# TASK DETAILS:
Could you print all the entries exactly?

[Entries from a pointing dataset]
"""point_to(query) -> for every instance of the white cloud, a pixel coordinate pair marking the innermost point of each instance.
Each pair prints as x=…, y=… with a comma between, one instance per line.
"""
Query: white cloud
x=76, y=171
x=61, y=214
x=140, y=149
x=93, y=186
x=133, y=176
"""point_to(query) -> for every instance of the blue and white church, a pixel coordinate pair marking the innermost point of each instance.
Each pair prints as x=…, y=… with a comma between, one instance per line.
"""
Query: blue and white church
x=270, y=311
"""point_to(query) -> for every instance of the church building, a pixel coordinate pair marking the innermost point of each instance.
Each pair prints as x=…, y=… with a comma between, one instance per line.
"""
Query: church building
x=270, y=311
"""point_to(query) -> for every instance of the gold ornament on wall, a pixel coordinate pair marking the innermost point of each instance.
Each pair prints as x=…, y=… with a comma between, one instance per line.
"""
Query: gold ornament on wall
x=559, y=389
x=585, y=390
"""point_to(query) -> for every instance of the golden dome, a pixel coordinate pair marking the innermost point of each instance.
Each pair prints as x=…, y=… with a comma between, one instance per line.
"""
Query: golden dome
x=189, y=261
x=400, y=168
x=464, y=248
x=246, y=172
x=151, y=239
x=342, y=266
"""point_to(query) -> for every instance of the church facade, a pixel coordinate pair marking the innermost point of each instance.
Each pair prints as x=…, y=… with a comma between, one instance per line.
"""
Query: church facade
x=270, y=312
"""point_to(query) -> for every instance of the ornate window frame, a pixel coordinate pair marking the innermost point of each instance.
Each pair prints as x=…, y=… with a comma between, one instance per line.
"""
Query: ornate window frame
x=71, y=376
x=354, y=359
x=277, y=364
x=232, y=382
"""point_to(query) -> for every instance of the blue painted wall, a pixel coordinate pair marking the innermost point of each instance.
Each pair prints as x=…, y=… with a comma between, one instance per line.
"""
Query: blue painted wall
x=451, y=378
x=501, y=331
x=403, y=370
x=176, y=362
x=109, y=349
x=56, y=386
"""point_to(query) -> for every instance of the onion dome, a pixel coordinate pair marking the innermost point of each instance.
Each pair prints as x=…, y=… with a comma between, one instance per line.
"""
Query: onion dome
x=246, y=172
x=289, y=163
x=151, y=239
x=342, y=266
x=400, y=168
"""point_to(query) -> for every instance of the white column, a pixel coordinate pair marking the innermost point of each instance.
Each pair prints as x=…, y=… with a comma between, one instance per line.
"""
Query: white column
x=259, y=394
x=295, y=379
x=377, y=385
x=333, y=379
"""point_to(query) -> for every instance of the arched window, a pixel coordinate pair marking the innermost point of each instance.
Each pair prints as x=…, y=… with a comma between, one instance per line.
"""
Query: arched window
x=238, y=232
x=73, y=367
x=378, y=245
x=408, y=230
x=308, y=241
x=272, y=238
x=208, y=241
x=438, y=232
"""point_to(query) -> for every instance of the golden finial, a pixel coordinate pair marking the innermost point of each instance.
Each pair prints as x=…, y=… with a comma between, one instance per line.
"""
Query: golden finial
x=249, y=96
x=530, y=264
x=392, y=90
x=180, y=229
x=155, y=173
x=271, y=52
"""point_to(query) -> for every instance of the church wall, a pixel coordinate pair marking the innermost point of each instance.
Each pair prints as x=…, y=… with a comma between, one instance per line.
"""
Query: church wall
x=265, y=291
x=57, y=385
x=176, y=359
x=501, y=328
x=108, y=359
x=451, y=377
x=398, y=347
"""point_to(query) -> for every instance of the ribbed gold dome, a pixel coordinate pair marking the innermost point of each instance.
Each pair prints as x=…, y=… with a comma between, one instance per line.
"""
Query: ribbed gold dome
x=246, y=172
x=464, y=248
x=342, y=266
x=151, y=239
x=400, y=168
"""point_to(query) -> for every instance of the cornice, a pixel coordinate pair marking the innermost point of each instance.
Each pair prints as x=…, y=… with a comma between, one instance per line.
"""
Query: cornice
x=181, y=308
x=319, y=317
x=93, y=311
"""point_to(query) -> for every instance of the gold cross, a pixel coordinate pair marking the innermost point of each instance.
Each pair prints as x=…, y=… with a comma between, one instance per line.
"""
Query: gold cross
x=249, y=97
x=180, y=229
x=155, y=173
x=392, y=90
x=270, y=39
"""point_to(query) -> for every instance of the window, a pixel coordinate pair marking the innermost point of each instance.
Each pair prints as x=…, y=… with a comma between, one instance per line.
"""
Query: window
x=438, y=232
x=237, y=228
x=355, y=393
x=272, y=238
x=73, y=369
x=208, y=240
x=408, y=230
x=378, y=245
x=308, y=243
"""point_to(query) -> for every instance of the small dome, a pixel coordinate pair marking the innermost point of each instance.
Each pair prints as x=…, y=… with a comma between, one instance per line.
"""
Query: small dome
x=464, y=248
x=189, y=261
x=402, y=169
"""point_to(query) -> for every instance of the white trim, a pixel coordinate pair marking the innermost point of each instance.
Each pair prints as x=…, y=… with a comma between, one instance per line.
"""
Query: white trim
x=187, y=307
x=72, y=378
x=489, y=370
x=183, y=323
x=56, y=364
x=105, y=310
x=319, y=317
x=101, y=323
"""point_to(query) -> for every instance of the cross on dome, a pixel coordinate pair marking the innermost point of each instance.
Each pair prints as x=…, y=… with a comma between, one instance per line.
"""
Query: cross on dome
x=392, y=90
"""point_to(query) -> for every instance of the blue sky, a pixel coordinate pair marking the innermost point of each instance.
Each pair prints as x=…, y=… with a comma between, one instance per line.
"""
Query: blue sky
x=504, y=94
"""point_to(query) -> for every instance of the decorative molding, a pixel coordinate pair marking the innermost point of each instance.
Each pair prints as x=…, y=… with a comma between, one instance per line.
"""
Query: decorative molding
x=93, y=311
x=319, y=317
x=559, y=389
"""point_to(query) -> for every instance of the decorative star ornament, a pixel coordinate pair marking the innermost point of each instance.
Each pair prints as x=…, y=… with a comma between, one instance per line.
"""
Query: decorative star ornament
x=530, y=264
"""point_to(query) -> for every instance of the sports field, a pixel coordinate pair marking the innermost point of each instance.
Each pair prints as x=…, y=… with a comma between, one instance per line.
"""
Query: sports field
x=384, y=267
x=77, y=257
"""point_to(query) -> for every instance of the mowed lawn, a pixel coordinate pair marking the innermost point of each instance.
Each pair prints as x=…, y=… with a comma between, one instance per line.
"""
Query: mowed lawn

# REPLY TO THE EXERCISE:
"""point_to(query) -> for every instance of the white cloud, a pixel coordinate pair marking the innermost point of each instance.
Each pair prints as x=…, y=… with a comma between, one instance per line.
"""
Query: white cloud
x=76, y=171
x=61, y=214
x=140, y=149
x=93, y=186
x=133, y=176
"""point_to(query) -> for every instance of the blue and white church, a pixel coordinate pair marking the innermost point of each instance.
Each pair prints as x=…, y=… with a comma between, one instance per line.
"""
Query: blue and white church
x=270, y=311
"""point_to(query) -> for every instance of the church building, a pixel coordinate pair marking the innermost point of each instance.
Each pair prints as x=…, y=… with a comma between, one instance per line.
"""
Query: church building
x=270, y=311
"""point_to(query) -> for every instance of the gold ornament on wall, a pixel coordinate pair marking the innermost point of each instance.
Each pair prints as x=…, y=… with a comma between, one instance per line.
"""
Query: gold ornament on wall
x=559, y=389
x=585, y=390
"""point_to(query) -> for every instance of the golden dome, a pixel coordinate pair marking the innermost point of each instance.
Each pair prints as x=…, y=… with a comma between, one instance per line.
"""
Query: golden dome
x=189, y=261
x=400, y=168
x=464, y=248
x=246, y=172
x=151, y=239
x=342, y=266
"""point_to(query) -> for every instance of the church facade, a pixel coordinate pair marking the innermost point of each instance.
Each pair prints as x=…, y=… with a comma between, one instance per line.
"""
Query: church facade
x=270, y=312
"""point_to(query) -> for every instance of the ornate window frame, a pixel coordinate pair marking the innermost point of each instance.
Each pair prints as x=…, y=… with a comma between, one instance per line.
"""
Query: ornate window frame
x=71, y=376
x=354, y=359
x=277, y=364
x=232, y=382
"""point_to(query) -> for every instance of the blue painted wall, a pixel coordinate pair marking the innermost point of each instance.
Each pair prints as x=…, y=… with a comma between, one instance per line.
"""
Query: blue painted wall
x=451, y=378
x=501, y=331
x=403, y=370
x=176, y=362
x=109, y=349
x=56, y=386
"""point_to(query) -> for every instance of the onion dome, a pixel coordinate pair marking the innermost point of each instance.
Each pair prints as x=…, y=… with a comma between, one instance per line.
"""
Query: onion dome
x=246, y=172
x=289, y=163
x=151, y=239
x=342, y=266
x=400, y=168
"""point_to(query) -> for every instance of the white column, a pixel coordinate pair marking the innermost point of each instance.
Each pair prints as x=…, y=… with a comma between, one instance per line.
"""
Query: white column
x=259, y=394
x=295, y=379
x=377, y=385
x=333, y=379
"""point_to(query) -> for every instance of the arched window, a pixel coordinate pair marking the innermost point of each instance.
Each pair prints as x=…, y=… with a comma between, one instance per line.
"""
Query: arched window
x=238, y=232
x=73, y=367
x=378, y=245
x=408, y=230
x=308, y=241
x=272, y=238
x=208, y=241
x=438, y=232
"""point_to(query) -> for every instance of the golden finial, a pixel coordinate pair marking the innermost point of each instance.
Each pair prints as x=…, y=… with a comma between, one instance per line.
"""
Query: golden finial
x=249, y=96
x=530, y=264
x=392, y=90
x=180, y=229
x=155, y=173
x=271, y=52
"""point_to(query) -> for every instance of the church wall, a pixel coordinate pair marking the innermost point of each instance.
Each pair prints as x=…, y=… with a comma between, one instance per line.
"""
Query: church wall
x=265, y=291
x=57, y=385
x=176, y=359
x=501, y=328
x=108, y=359
x=451, y=377
x=398, y=347
"""point_to(query) -> for every instance of the ribbed gold dome, a pixel coordinate pair marking the innermost point of each instance.
Each pair prints as x=…, y=… with a comma between, one instance per line.
"""
Query: ribbed gold dome
x=246, y=172
x=464, y=248
x=342, y=266
x=151, y=239
x=400, y=168
"""point_to(query) -> for every instance of the cornice, a pixel coordinate pair marking the innermost point of each instance.
Each pair prints as x=…, y=… with a comma between, one instance per line.
"""
Query: cornice
x=181, y=308
x=319, y=317
x=93, y=311
"""point_to(query) -> for every instance of the gold cross, a pixel coordinate pair marking the innermost point of each instance.
Each pair prints as x=…, y=… with a comma between, one instance per line.
"""
Query: gold cross
x=249, y=97
x=180, y=229
x=155, y=173
x=392, y=90
x=270, y=39
"""point_to(query) -> for every instance of the window, a pixel coordinate pair marking the innermost point of each instance.
Each pair prints as x=…, y=… with a comma between, one instance per line.
"""
Query: window
x=438, y=232
x=237, y=228
x=355, y=393
x=272, y=238
x=73, y=369
x=208, y=240
x=408, y=230
x=378, y=245
x=308, y=243
"""point_to(query) -> for every instance of the small dome, a pixel coordinate pair marking the innermost point of each instance.
Each pair prints as x=…, y=… with a comma between, one instance per line.
"""
Query: small dome
x=464, y=248
x=189, y=261
x=402, y=169
"""point_to(query) -> for every instance of the white trim, a pixel coordinate pair marking the innermost point of each instance.
Each pair prints as x=…, y=… with a comma between, one instance per line.
"""
Query: white trim
x=187, y=307
x=72, y=378
x=489, y=370
x=183, y=323
x=56, y=364
x=105, y=310
x=319, y=317
x=101, y=323
"""point_to(query) -> for every instance of the cross on dome, a pixel coordinate pair marking the innermost point of each instance.
Each pair prints as x=…, y=… with a comma between, one instance per line.
"""
Query: cross on dome
x=392, y=90
"""point_to(query) -> for every instance of the blue sky, a pixel coordinate pair marking the innermost point of each instance.
Each pair prints as x=…, y=… with a comma between, one instance per line.
"""
Query: blue sky
x=504, y=94
"""point_to(query) -> for every instance of the decorative molding, a pixel coordinate pair marking the innermost point of each instance.
Each pair prints as x=…, y=… with a comma between, one instance per line.
"""
Query: decorative molding
x=93, y=311
x=319, y=317
x=559, y=389
"""point_to(query) -> for every instance of the decorative star ornament, a pixel coordinate pair marking the innermost point of each instance.
Each pair prints as x=…, y=… with a comma between, one instance per line.
"""
Query: decorative star ornament
x=530, y=264
"""point_to(query) -> for every instance of the sports field, a pixel coordinate pair marking the innermost point of each instance.
Each pair prints as x=…, y=… with a comma between, one instance per line.
"""
Query: sports field
x=384, y=267
x=77, y=257
"""point_to(query) -> for every instance of the mowed lawn, a pixel coordinate pair marking the innermost point of each instance.
Each pair prints as x=…, y=… with a comma between, one instance per line.
"""
Query: mowed lawn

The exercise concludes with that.